Glob(e)al Shakespeare è la più recente produzione della Fondazione Teatro di Napoli – Teatro Bellini. Il progetto, ideato da Gabriele Russo, mira ad affermare l’universalità del teatro coniugando l’essenza atemporale dell’opera di Shakespeare con temi e linguaggi della scena contemporanea: 6 opere del grande drammaturgo vengono proposte in 6 riscritture realizzate per l’occasione dai più innovativi autori del panorama odierno e portate in scena da 6 registi e un cast di 52 attori, in un’allestimento unico realizzato “alla maniera” di Shakespeare.

CONSEGNA: Scrivi il seguito del testo sul progetto Glob(e)al Shakespeare, partendo subito dopo la sua ultima frase.

DATI:
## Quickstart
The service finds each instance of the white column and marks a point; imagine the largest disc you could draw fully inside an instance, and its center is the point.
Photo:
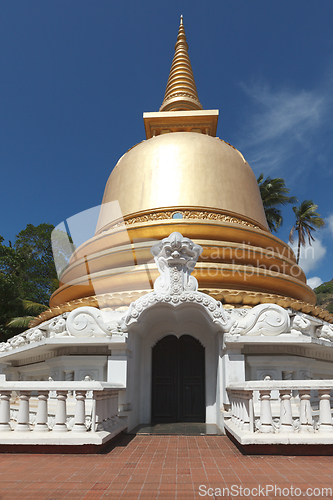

RISULTATO:
Infatti, partendo da una concezione dinamica dello spazio teatrale, in occasione di Glob(e)al Shakespeare la struttura all’italiana del Teatro Bellini viene modificata, guardando all’assetto a pianta centrale del Globe Theatre di Londra, il teatro del Bardo: la sala viene privata delle poltrone centrali e la scena collocata al centro della platea, riducendo sensibilmente la distanza tra pubblico e attori. Per evocare la commistione di linguaggi propria del teatro secentesco (in cui convivevano lo stile “alto” e quello “basso”), ogni sera vanno in scena una tragedia e una commedia che dialogano tra loro come se fossero due atti dello stesso spettacolo che, a sua volta, è strettamento connesso con il resto del progetto, con cui condivide identità e spazio scenico.
Glob(e)al Shakespeare è andato in scena lo scorso giugno nell’ambito del Napoli Teatro Festival Italia 2017.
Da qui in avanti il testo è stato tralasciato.